LintCode 106: Convert Sorted List to Binary Search Tree (并不简单)

106. Convert Sorted List to Binary Search Tree
     中文English
     Given a singly linked list where elements are sorted in ascending order, convert it to a height balanced BST.

Example
Example 1:
Input: array = [1,2,3]
Output:
2
/
1 3

Example 2:
Input: [2,3,6,7]
Output:
3
/
2 6

7

Explanation:
There may be multi answers, and you could return any of them.

解法1：思路：先用双指针找到中间节点，然后递归。时间复杂度O(nlogn)。
注意：这种有链表操作又有递归的情况代码并不好写，容易出错。需要特别仔细。

1. 以p1为节点，但是p1从while出来后其前节点pre要保存下来。然后pre->next=NULL，这样就相当于把两个子链表断开了。要不然左子链表一直到整个链表结束才结束。

代码如下:

/**
 * Definition of ListNode
 * class ListNode {
 * public:
 *     int val;
 *     ListNode *next;
 *     ListNode(int val) {
 *         this->val = val;
 *         this->next = NULL;
 *     }
 * }
 * Definition of TreeNode:
 * class TreeNode {
 * public:
 *     int val;
 *     TreeNode *left, *right;
 *     TreeNode(int val) {
 *         this->val = val;
 *         this->left = this->right = NULL;
 *     }
 * }
 */


class Solution {
public:
    /*
     * @param head: The first node of linked list.
     * @return: a tree node
     */
    TreeNode * sortedListToBST(ListNode * head) {
        if (!head) return NULL;
        
        return helper(head);
    }
    
private:
    TreeNode * helper(ListNode * head) {
        if (!head) return NULL;
        if (!head->next) return new TreeNode(head->val);
        
        ListNode * p1 = head, * p2 = head, * pre = head;

        while(p2 && p2->next) {
            pre = p1;
            p1 = p1->next;
            p2 = p2->next->next;
            
        }
        //now p1 is the mid of the list;
        TreeNode * mid = new TreeNode(p1->val);
        pre->next = NULL;
        mid->left = helper(head);
        mid->right = helper(p1->next);

        return mid;
    }
};

稍微改了一下，这种写法也可以。

   
    TreeNode * helper(ListNode * head) {
        if (!head) return NULL;
        if (!head->next) return new TreeNode(head->val);
        
        ListNode * p1 = head, * p2 = head, * pre = head;
        while(p2 && p2->next) {
            pre = p1;
            p1 = p1->next;
            p2 = p2->next;
            if (p2) p2 = p2->next;
        }
        //now p1 is the mid of the list;
        TreeNode * mid = new TreeNode(p1->val);
        pre->next = NULL;
        mid->left = helper(head);
        mid->right = helper(p1->next);
        return mid;
    }

这个写法也可以：以这个版本为准比较好。

    TreeNode * helper(ListNode * head) {
        if (!head) return NULL;
        if (!head->next) return new TreeNode(head->val);
        
        ListNode * p1 = head, * p2 = head->next, * pre = head;

        while(p2) {
            pre = p1;
            p1 = p1->next;
            p2 = p2->next;
            if (p2) p2 = p2->next;
        }
        //now p1 is the mid of the list;
        TreeNode * mid = new TreeNode(p1->val);
        pre->next = NULL;
        mid->left = helper(head);
        mid->right = helper(p1->next);

        return mid;
    }

■ ■ ■ ■ ■

任务要求:
[A] 原文第一段代码的 helper 函数中声明了哪些局部指针变量？请列出这些变量名。
[B] 用两句话概括原文。
[C] 把原文从“解法1：思路：先用双指针找到中间节点，然后递归。时间复杂度O(nlogn)。”一直到“表一直到整个链表结束才结束。”的部分重写一遍，其中的“子链表”改名为“子列表”。

■ ■ ■ ■ ■

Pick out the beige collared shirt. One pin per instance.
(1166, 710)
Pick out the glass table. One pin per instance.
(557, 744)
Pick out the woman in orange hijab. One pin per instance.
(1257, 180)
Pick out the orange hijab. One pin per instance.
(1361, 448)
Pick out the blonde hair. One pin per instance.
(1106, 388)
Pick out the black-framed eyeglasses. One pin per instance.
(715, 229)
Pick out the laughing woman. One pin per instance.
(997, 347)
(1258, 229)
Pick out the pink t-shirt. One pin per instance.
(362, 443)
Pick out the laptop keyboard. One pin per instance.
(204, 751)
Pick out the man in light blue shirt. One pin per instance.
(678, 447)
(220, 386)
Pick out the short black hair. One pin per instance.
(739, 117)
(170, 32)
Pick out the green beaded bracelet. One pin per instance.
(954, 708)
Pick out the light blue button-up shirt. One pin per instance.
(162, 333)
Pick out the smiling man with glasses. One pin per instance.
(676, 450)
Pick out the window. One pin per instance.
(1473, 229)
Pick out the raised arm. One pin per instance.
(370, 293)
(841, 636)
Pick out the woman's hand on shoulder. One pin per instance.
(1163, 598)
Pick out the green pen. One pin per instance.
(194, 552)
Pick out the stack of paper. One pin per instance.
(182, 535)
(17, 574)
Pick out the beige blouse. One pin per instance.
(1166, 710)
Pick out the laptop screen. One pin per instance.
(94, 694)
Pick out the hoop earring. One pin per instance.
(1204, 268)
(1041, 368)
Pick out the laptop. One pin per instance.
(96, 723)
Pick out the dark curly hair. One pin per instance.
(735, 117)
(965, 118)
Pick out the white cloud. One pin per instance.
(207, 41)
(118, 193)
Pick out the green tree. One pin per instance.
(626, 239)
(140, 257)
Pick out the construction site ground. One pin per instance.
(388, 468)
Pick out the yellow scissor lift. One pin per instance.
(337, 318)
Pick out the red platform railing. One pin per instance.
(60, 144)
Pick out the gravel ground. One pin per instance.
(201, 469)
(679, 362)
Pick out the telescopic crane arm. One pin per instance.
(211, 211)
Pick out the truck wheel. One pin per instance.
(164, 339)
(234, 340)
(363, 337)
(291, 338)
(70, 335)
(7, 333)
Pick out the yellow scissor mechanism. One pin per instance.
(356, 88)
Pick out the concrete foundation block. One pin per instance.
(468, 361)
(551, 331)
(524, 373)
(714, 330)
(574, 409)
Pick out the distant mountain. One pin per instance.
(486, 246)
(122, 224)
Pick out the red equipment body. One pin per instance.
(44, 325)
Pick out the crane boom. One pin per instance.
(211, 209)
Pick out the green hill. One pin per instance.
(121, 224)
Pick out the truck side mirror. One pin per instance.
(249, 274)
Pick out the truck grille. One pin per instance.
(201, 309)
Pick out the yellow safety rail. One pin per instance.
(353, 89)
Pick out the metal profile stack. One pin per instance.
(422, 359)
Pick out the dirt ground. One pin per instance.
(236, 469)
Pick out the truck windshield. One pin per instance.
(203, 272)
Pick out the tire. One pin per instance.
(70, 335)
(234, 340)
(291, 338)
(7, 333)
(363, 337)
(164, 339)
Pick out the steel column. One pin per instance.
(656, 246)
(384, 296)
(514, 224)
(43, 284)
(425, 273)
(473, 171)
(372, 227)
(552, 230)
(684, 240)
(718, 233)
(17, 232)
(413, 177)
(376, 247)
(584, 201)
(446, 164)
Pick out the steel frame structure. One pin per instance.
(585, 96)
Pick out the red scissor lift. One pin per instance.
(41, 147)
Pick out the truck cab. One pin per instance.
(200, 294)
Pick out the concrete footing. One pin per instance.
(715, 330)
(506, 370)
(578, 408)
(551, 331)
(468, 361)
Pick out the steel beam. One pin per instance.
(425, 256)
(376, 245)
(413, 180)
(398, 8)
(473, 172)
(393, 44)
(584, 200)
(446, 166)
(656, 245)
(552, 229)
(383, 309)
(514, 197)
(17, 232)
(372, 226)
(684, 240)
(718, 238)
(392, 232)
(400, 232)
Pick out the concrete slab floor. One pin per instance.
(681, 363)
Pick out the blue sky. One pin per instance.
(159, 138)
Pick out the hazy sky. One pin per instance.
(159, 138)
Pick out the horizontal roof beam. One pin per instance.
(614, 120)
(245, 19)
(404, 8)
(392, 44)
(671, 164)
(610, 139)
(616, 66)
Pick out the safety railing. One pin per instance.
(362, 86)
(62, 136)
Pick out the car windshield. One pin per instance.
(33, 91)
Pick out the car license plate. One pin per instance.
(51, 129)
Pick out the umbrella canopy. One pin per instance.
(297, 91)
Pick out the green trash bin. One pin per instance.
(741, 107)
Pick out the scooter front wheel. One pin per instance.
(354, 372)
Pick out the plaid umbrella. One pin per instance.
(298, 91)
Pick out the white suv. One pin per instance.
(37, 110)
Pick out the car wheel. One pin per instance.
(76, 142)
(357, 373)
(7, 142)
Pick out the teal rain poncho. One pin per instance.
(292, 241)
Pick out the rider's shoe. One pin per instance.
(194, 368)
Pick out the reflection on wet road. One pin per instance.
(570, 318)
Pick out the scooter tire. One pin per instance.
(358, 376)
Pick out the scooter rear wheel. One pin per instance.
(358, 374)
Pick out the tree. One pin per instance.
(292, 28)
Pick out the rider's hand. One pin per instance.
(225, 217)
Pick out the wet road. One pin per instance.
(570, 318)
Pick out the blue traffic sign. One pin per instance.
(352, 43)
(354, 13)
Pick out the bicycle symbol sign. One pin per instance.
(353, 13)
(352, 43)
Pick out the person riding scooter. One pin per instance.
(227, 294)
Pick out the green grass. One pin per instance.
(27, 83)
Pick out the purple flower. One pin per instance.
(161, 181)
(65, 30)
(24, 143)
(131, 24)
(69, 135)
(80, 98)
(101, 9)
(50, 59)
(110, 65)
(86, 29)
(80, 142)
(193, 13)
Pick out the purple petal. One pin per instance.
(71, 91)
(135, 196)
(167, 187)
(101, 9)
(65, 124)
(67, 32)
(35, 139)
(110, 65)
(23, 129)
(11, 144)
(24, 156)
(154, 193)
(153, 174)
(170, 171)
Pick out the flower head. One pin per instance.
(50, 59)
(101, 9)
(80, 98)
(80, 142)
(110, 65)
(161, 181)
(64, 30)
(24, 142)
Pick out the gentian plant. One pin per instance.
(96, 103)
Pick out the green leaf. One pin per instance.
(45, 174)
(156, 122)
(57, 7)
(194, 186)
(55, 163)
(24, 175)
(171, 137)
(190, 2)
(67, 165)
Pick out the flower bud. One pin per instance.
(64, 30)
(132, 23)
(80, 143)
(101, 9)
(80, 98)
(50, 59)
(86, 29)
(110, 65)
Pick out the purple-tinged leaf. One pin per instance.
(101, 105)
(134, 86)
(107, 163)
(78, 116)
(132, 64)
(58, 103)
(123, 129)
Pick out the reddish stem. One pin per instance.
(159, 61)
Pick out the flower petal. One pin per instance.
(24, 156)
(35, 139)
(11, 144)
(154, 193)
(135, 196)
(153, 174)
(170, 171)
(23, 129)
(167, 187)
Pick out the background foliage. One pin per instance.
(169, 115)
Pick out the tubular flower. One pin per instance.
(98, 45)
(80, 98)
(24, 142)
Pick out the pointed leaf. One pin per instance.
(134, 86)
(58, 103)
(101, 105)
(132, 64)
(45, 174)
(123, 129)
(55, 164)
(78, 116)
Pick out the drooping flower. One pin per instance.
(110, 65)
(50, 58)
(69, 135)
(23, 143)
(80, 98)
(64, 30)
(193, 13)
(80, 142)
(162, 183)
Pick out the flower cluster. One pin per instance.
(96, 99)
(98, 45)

■ ■ ■ ■ ■

练习结果:
[A] p1、p2、pre、mid

[B] 原文讨论的题目是把元素按升序排列的单链表转换成高度平衡的二叉搜索树。解法是先用双指针找到中间节点，把其前节点 pre 的 next 置为 NULL 以断开两个子链表，再递归处理，时间复杂度为 O(nlogn)；原文还给出两种改写，并认为以最后一个版本为准比较好。

[C]
解法1：思路：先用双指针找到中间节点，然后递归。时间复杂度O(nlogn)。
注意：这种有链表操作又有递归的情况代码并不好写，容易出错。需要特别仔细。

1. 以p1为节点，但是p1从while出来后其前节点pre要保存下来。然后pre->next=NULL，这样就相当于把两个子列表断开了。要不然左子列表一直到整个链表结束才结束。